▶ EXERCISE DETAILS: Please state how many lines of the records below contain the string "black", with case counting. Give only the number.

[Region annotation records]

__________________________________________________

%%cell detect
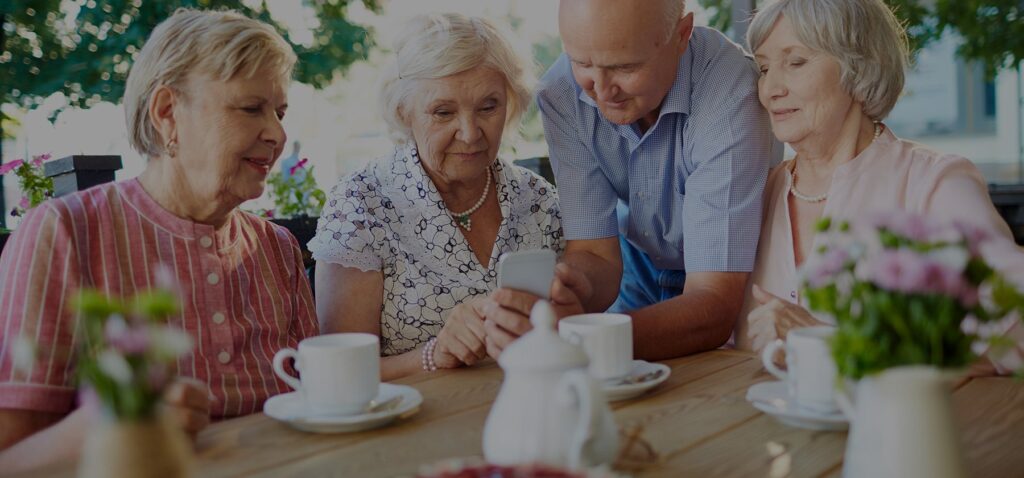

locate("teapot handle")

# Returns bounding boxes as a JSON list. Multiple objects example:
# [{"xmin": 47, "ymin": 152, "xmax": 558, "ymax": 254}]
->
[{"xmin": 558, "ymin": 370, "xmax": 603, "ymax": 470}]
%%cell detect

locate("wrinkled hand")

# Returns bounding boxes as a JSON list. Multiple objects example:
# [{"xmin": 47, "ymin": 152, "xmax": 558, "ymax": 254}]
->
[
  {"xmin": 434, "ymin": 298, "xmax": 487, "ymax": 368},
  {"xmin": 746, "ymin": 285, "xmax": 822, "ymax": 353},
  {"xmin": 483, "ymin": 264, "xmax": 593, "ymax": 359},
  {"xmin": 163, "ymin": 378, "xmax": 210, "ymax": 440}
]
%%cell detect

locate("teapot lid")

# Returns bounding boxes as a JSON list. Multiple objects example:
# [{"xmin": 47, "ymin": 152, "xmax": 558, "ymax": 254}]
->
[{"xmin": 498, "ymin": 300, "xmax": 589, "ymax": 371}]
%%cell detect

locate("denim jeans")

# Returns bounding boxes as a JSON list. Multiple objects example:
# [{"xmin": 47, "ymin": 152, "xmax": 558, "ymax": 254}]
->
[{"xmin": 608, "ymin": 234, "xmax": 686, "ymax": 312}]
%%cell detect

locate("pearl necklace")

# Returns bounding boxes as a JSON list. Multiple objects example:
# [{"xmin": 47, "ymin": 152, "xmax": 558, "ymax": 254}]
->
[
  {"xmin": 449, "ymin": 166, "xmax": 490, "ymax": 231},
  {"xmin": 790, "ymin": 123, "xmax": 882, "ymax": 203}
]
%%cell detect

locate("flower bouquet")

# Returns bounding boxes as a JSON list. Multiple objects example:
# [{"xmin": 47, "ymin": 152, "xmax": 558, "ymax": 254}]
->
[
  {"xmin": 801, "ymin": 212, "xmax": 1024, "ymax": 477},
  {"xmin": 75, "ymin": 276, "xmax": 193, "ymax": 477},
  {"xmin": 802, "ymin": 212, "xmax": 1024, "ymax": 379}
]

__________________________________________________

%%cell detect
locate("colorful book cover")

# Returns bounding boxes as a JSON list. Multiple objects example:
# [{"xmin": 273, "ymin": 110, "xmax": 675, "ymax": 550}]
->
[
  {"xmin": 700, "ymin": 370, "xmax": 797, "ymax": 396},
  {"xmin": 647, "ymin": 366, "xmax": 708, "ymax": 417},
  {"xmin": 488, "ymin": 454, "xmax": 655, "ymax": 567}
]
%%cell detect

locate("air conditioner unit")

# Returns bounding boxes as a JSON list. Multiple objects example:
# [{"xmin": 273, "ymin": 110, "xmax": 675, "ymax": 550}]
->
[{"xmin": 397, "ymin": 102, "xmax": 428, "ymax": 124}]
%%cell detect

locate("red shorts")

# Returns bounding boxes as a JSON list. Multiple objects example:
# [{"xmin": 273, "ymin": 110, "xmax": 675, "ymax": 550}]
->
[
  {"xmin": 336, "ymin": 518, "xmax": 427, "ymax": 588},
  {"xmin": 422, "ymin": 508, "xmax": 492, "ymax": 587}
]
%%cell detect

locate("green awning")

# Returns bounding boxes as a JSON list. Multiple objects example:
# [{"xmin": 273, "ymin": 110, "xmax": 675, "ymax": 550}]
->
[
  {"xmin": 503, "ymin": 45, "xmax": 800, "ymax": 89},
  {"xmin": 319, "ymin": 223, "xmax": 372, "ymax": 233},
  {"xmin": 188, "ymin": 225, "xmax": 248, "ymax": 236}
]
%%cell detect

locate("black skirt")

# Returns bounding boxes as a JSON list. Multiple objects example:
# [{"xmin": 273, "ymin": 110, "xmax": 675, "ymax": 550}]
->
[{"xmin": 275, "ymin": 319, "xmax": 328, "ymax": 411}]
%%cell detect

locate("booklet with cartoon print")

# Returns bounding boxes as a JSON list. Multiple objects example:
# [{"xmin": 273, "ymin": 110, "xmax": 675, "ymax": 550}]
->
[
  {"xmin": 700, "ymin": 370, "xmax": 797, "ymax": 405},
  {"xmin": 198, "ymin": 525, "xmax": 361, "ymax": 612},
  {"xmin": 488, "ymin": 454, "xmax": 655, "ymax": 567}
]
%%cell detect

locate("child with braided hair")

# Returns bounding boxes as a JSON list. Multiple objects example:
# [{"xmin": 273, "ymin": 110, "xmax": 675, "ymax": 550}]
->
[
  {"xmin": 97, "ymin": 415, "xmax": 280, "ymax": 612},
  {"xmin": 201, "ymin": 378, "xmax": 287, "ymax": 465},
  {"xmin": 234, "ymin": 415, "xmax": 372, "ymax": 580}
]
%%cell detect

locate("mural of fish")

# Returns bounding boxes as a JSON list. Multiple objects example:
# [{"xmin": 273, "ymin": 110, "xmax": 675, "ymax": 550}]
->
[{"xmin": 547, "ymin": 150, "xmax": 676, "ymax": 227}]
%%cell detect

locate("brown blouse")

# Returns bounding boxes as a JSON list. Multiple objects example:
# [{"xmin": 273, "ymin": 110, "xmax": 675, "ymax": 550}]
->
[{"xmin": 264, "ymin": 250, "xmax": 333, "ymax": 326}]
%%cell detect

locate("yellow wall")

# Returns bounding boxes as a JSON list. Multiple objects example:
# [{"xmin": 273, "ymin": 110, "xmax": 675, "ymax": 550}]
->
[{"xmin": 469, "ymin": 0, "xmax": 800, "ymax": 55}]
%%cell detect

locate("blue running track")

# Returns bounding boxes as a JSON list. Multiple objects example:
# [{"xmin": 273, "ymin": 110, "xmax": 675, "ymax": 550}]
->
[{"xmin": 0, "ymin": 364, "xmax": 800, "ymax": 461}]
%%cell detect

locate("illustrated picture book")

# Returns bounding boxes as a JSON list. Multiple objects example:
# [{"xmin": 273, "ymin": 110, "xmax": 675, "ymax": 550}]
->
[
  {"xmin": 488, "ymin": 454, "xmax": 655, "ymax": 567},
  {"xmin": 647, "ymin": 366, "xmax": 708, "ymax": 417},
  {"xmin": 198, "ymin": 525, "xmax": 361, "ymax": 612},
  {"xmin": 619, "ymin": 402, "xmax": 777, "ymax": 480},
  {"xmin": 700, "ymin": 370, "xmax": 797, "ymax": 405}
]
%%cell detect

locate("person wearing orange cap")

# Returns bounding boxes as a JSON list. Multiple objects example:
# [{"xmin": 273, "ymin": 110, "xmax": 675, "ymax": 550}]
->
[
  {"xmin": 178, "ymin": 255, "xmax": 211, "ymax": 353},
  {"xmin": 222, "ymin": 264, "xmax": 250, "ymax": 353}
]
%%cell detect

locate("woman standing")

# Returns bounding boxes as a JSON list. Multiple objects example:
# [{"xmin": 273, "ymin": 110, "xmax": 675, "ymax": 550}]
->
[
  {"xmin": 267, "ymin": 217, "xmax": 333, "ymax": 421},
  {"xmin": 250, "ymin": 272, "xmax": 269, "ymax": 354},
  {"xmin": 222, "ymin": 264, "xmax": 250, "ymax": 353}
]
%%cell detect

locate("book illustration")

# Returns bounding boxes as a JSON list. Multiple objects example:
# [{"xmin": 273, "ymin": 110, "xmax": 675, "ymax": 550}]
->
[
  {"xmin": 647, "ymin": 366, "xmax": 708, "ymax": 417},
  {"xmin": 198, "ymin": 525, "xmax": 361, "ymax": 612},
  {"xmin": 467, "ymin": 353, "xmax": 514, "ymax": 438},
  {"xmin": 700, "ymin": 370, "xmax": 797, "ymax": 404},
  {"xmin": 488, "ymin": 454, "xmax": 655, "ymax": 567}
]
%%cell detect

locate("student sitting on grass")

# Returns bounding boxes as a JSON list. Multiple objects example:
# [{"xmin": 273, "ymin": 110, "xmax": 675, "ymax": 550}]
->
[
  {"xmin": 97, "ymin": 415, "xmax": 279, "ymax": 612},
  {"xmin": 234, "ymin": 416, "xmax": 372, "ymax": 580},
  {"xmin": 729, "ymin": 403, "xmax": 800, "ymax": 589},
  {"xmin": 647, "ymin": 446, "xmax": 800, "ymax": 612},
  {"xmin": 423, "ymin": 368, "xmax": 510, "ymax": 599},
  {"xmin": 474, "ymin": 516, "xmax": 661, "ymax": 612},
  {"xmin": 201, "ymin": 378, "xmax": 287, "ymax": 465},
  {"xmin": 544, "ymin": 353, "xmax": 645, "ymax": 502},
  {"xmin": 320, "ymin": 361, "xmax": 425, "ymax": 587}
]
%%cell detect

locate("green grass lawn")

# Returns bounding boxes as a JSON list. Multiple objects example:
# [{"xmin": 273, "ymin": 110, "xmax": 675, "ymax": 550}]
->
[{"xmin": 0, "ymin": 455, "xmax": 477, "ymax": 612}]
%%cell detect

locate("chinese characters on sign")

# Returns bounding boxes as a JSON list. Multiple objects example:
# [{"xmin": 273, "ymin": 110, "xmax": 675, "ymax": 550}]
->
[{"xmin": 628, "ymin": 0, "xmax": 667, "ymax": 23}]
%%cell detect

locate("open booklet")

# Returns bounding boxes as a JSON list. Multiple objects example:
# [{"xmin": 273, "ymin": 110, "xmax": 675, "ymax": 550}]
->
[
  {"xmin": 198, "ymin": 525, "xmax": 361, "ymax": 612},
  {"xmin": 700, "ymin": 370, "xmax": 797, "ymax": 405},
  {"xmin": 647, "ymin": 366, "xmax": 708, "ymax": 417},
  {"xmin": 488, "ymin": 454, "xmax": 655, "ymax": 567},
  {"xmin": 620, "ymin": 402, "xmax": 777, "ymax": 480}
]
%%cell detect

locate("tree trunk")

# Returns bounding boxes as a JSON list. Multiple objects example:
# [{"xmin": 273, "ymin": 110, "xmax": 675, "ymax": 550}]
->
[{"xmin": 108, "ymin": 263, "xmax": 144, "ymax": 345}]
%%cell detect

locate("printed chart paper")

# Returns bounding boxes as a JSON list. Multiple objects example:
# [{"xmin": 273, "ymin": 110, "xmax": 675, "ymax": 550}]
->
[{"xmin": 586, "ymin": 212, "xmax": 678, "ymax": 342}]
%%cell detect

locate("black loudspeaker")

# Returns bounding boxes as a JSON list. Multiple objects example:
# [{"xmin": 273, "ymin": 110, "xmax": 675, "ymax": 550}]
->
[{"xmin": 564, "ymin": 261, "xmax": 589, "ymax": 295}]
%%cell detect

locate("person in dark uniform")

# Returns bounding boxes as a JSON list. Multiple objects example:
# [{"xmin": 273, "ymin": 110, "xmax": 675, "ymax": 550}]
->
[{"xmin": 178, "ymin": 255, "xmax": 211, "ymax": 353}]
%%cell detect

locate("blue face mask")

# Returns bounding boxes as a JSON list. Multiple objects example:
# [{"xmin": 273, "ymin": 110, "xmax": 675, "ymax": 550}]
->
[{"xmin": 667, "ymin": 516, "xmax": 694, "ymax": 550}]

__________________________________________________

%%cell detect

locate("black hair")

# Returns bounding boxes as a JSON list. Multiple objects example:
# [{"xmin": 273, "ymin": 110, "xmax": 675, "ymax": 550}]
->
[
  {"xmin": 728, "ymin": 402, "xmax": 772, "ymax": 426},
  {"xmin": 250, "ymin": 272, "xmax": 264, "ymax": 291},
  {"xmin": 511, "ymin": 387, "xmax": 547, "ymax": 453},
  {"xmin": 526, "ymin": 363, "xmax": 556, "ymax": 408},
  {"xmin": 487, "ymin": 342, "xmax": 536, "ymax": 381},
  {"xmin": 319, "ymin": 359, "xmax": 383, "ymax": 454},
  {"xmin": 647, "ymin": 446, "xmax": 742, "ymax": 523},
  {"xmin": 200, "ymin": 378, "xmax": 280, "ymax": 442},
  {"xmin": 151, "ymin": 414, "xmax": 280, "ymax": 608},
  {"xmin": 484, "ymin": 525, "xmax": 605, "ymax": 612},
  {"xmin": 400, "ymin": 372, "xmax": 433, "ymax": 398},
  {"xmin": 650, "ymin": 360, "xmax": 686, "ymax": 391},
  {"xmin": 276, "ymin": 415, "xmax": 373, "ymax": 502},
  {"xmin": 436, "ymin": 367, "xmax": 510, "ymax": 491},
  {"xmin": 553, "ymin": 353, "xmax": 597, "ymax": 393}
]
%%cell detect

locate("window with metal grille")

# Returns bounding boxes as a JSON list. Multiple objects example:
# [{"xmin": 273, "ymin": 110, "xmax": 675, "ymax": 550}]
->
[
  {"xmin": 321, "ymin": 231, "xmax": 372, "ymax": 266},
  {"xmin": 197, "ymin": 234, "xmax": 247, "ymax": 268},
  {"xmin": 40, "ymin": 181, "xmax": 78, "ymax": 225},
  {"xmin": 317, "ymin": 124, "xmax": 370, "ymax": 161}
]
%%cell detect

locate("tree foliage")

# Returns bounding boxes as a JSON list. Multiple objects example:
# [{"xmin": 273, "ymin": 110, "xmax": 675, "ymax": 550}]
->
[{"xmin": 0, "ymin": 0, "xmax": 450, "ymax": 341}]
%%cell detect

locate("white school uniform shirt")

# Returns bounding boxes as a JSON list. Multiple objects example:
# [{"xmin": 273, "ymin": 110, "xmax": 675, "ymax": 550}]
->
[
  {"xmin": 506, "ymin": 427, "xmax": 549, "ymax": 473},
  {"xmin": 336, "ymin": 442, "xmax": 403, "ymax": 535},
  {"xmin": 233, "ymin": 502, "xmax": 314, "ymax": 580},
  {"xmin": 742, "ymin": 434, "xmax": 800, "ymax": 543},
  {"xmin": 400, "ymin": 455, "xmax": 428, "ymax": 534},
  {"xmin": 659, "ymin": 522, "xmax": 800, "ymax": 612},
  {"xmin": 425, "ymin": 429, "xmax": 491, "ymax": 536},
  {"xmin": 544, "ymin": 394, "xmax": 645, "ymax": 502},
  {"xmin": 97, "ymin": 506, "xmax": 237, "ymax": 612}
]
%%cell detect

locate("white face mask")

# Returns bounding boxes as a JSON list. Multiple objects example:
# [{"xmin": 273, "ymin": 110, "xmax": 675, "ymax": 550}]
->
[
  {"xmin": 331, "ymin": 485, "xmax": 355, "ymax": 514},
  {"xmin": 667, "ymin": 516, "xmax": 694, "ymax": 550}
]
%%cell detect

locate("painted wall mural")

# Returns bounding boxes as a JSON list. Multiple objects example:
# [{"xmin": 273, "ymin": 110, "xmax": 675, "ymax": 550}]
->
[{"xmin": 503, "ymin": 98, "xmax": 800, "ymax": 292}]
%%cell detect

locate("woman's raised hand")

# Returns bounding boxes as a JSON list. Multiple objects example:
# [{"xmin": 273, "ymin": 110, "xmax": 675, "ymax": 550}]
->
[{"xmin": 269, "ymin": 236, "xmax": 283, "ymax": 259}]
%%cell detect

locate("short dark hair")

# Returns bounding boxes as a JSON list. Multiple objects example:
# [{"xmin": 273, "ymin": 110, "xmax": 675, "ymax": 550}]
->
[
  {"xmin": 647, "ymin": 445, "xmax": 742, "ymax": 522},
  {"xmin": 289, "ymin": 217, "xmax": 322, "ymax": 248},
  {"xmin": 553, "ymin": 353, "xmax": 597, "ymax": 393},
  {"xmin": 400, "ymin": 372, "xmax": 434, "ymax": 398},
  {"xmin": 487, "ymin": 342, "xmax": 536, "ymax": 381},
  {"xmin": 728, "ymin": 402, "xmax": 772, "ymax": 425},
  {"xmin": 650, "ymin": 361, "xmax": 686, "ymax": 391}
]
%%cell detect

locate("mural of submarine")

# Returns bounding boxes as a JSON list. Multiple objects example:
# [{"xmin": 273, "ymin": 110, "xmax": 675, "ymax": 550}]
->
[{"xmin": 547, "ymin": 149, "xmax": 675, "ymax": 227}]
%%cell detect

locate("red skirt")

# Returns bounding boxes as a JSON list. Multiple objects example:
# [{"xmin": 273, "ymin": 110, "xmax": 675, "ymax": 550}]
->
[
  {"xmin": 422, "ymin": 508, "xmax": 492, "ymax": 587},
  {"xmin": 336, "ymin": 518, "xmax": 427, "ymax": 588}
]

__________________________________________________

▶ RESULT FOR THIS TASK: 3